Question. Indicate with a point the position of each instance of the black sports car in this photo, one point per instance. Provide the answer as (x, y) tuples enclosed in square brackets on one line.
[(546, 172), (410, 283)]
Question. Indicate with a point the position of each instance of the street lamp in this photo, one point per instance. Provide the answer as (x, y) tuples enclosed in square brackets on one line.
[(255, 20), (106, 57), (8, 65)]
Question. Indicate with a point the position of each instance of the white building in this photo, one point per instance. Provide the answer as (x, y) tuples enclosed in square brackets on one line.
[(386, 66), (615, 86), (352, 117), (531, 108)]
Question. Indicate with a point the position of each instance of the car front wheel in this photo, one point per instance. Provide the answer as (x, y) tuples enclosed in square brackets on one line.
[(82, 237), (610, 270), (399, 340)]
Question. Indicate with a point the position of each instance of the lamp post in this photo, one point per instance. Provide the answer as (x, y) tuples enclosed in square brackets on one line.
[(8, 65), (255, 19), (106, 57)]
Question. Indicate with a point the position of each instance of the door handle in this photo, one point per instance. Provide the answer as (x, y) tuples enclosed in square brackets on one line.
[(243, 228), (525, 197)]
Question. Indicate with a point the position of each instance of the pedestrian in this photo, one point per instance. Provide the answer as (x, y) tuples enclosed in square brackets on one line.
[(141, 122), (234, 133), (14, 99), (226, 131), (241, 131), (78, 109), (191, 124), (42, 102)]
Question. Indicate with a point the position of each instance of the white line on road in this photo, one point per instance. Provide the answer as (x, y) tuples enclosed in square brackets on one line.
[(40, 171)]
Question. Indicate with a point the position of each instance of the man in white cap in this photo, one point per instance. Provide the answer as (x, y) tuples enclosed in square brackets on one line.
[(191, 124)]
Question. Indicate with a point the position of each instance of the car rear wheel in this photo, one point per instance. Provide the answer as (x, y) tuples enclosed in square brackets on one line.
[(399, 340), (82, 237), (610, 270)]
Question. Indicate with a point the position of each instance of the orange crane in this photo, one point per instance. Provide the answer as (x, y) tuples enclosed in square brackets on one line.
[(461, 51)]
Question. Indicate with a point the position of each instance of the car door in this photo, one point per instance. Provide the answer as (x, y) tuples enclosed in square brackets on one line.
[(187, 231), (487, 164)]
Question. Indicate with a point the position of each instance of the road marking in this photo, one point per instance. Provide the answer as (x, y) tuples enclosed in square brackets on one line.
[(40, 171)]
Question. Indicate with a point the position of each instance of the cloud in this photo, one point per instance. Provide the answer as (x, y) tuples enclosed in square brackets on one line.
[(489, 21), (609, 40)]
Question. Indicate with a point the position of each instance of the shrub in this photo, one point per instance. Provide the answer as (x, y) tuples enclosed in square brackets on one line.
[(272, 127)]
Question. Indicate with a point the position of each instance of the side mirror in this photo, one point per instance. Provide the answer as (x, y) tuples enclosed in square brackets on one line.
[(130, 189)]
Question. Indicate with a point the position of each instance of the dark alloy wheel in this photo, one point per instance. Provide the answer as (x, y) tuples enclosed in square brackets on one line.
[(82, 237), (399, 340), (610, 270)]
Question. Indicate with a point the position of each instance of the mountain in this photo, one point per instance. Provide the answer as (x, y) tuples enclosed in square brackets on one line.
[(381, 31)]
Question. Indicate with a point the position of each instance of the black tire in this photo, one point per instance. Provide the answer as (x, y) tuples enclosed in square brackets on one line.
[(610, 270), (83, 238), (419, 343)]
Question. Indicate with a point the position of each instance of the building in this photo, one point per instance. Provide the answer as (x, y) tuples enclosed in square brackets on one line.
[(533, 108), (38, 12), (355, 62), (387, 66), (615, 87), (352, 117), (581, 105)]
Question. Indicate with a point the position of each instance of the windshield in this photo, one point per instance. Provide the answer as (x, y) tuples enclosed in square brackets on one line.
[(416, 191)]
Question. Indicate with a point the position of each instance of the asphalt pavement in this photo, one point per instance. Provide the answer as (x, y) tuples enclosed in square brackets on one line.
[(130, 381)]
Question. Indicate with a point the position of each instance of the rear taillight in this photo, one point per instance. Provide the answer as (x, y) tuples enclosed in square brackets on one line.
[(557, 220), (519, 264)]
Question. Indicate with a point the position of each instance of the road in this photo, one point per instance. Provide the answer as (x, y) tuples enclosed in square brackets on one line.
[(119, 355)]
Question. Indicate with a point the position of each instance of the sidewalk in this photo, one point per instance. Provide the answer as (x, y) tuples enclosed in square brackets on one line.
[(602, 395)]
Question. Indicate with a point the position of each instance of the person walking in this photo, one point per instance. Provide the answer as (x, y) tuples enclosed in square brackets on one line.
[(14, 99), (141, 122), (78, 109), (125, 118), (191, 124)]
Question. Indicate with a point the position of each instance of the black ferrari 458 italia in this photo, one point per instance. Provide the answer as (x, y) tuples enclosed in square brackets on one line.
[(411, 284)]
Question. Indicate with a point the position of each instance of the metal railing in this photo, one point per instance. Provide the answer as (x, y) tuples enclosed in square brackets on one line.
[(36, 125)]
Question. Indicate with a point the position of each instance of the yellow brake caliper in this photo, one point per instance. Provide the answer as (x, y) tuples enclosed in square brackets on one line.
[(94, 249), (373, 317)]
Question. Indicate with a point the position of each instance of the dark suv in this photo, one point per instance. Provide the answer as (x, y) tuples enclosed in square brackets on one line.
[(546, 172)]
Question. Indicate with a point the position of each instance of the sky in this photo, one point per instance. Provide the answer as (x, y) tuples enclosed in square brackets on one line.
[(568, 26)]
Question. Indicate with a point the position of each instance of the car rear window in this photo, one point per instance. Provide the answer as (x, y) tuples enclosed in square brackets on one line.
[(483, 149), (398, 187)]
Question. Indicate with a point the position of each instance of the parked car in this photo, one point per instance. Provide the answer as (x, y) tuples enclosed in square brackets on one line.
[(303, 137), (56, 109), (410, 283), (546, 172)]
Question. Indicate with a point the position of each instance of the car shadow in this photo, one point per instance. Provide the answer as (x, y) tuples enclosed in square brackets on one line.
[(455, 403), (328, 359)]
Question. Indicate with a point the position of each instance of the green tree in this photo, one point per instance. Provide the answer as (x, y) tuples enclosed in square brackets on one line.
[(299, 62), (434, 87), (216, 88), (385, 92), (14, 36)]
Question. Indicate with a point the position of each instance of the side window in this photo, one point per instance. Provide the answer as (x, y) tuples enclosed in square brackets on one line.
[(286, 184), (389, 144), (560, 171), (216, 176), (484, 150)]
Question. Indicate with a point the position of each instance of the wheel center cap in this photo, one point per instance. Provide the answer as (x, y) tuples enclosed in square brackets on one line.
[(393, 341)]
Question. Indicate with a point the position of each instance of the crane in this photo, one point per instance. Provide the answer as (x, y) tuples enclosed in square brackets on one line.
=======
**Directions for this task**
Reproduce all data above, unchanged.

**Finished exercise**
Question. Indicate with a point the position of each instance of the black sports car in this photo, one point per instance. Provide the answer as (x, y) tuples enclosed in square brackets on one line.
[(546, 172), (410, 283)]
Question. Indicate with a point the position of each instance of the street lamp in this photo, one point per instance. Provide the answer as (x, y) tuples enclosed in square brackets on one line.
[(255, 20), (106, 57), (8, 65)]
Question. Indicate with a point the position of each instance of the white building in this photo, one point per instance. Provide the answer as (x, y) tuples enclosed in square brackets on one line.
[(386, 66), (615, 86), (352, 117), (531, 108)]
Question. Indicate with a point the position of each instance of the car front wheel in this photo, one point per instance. Provide the answer as (x, y) tuples enclosed in square brackets on one line.
[(82, 237), (610, 270), (399, 340)]
Question. Indicate with a point the position of each instance of the lamp post in this photo, one point per instance. Provide the answer as (x, y) tuples enclosed in square brackets on one line.
[(8, 65), (255, 19), (106, 57)]
Question. Indicate with a point the position of each instance of the door handle in this photo, one point per instance. Provide the answer as (x, y) tuples enclosed in square brackets on one line.
[(243, 228), (525, 197)]
Question. Indicate with a point the position of each instance of the pedestrian in this photo, one point per instance. Provide the answer as (x, y) tuples enclosed in square brackets on one line.
[(141, 122), (234, 133), (14, 99), (226, 131), (241, 131), (78, 109), (191, 124), (42, 102)]
Question. Indicate with a point the position of each instance of the white line on road in this photo, one point per instance. Provide the answer as (x, y) tuples enclosed in square brackets on one line.
[(40, 171)]
Question. Indicate with a point the position of each instance of the man in white cap in this photo, one point per instance. Provide the answer as (x, y) tuples enclosed in square brackets on one line.
[(191, 124)]
Question. Indicate with a point the position of each instance of the car rear wheel in this photo, one point per instance. Provide the answer as (x, y) tuples enclosed in square brackets on one line.
[(399, 340), (82, 237), (610, 270)]
Question. Indicate with a point the position of each instance of the orange crane in this photo, one point per instance. Provide the answer as (x, y) tuples enclosed in square brackets on one line.
[(461, 51)]
Question. Indicate with a point the position of each instance of the car door in this photo, one point per instance. Provide the answer as (x, y) tuples enclosed in square brackets on one line.
[(187, 231), (487, 164)]
Question. Indicate with a point the position of each instance of the road marking in this photo, one point per instance. Provide the answer as (x, y) tuples enclosed in square brackets on one line.
[(40, 171)]
Question. Indicate with a point the position of each instance of the cloud in this photo, one point per instance. Provide the answer as (x, y) tuples enclosed in square brackets on one line.
[(489, 21), (609, 40)]
Question. Indicate with a point the position of each instance of the shrub in this photo, one point per instance. Provide the answer as (x, y) tuples enclosed in square brackets on one line.
[(272, 127)]
Question. Indicate with a point the position of each instance of the side mirror in this photo, one point per instance. Provide the answer as (x, y) tuples enclosed in square brackets on one line.
[(130, 189)]
Question. Indicate with a point the position of each instance of the dark alloy wheel in this photo, one point per instance. Provide the answer as (x, y) tuples enclosed in square brackets on one line.
[(82, 237), (399, 340), (610, 270)]
Question. Indicate with a point the position of each instance of the mountain in this photo, one point per instance. Provide the answer as (x, y) tuples enclosed in square brackets on one line.
[(381, 31)]
Question. Indicate with a point the position of each instance of the black tire in this photo, one point per instance. Provide the answer as (x, y) tuples enclosed in square brackets on one line.
[(610, 270), (83, 238), (419, 343)]
Question. Indicate with a point the position of each instance of the building in this photo, one point per instance. Provide the answer as (x, y) tuples enclosed in square brackets on one line.
[(533, 108), (38, 12), (355, 62), (387, 66), (615, 87), (352, 117), (581, 105)]
Question. Indicate with a point the position of each instance of the windshield in this photo, one point per instance. Provide the answer as (x, y) tuples enclosed in square brackets on one line.
[(416, 191)]
Question. Indicate with a point the position of each instance of the asphalt pavement in this photo, one point per instance. Provide the answer as (x, y) tuples enclosed in square brackets on one line.
[(130, 381)]
Question. Indicate with a point the position of each instance of the rear taillight in this photo, one point per instance. Provide the answer as (x, y) tuples enclosed in square brackets on one line.
[(557, 220), (519, 264)]
Question. Indicate with a point the position of each instance of the road in this photo, one point per instance. Provide the answer as (x, y) tuples enclosed in square brackets on one line.
[(119, 355)]
Question. Indicate with a point the position of each instance of the sidewalk in this photo, one point per instance. Provide the answer as (x, y) tuples enclosed in square brackets on one line.
[(602, 395)]
Question. Indicate with a point the position of each instance of the person walking in this photo, one point per instance. Provide the answer as (x, y) tuples enclosed in square brackets on one line.
[(14, 99), (141, 122), (78, 109), (125, 118), (191, 124)]
Question. Indicate with a point the position of each instance of the black ferrari 458 italia in this photo, one point per instance. Provide the answer as (x, y) tuples enclosed in square brackets on one line.
[(411, 284)]
Question. Indicate with a point the position of each instance of the metal railing in this photo, one point per instance. Provide the answer as (x, y) tuples enclosed in square brackets on one line.
[(36, 125)]
Question. Indicate with a point the position of each instance of the yellow brake caliper in this photo, one point per instance. Provide the answer as (x, y) tuples enclosed in square brackets on one line.
[(94, 249), (373, 317)]
Question. Indicate with a point the position of each instance of the dark suv in this photo, one point per instance. Provide the answer as (x, y) tuples enclosed in square brackets on one line.
[(546, 172)]
Question. Indicate with a point the position of each instance of the sky in this photo, one point per instance. Provide the answer as (x, y) tuples enclosed in square brackets on one line.
[(568, 26)]
Question. Indicate with a point the position of each instance of the car rear window in this photo, one point per instance. Provide the answer as (x, y) tuples enclosed in square brackets on one line.
[(483, 149), (398, 187)]
Question. Indicate with a point the position of each instance of the parked car in this photo, one point per instance. Provide the answer as (x, y) tuples enclosed in square brackets on one line.
[(303, 137), (56, 109), (410, 283), (546, 172)]
Question. Indicate with a point the position of each instance of the car shadow in this photo, one point per instance. Provide the answer as (x, y) tuples enclosed in square brackets on one line.
[(455, 403), (328, 359)]
Question. Indicate with a point the position of each instance of the green tree in this photo, one point per instance. Provide the answer as (x, y) tuples enclosed in square brackets on one line.
[(299, 62), (434, 87), (216, 88), (385, 92), (14, 36)]
Question. Indicate with a point the position of each instance of the side window in this photo, one point per instance. Provide the answer as (x, y) tuples enclosed in square brackets on one line.
[(286, 184), (389, 144), (560, 171), (216, 176), (484, 150)]
Question. Indicate with a point the position of each instance of the wheel center cap in this photo, one point per instance. Provide the answer as (x, y) tuples enclosed in square brackets on one line.
[(393, 341)]
Question. Indicate with a point the position of each instance of the crane in this photo, one point per instance. Provide the answer as (x, y) tuples enclosed in square brackets on one line.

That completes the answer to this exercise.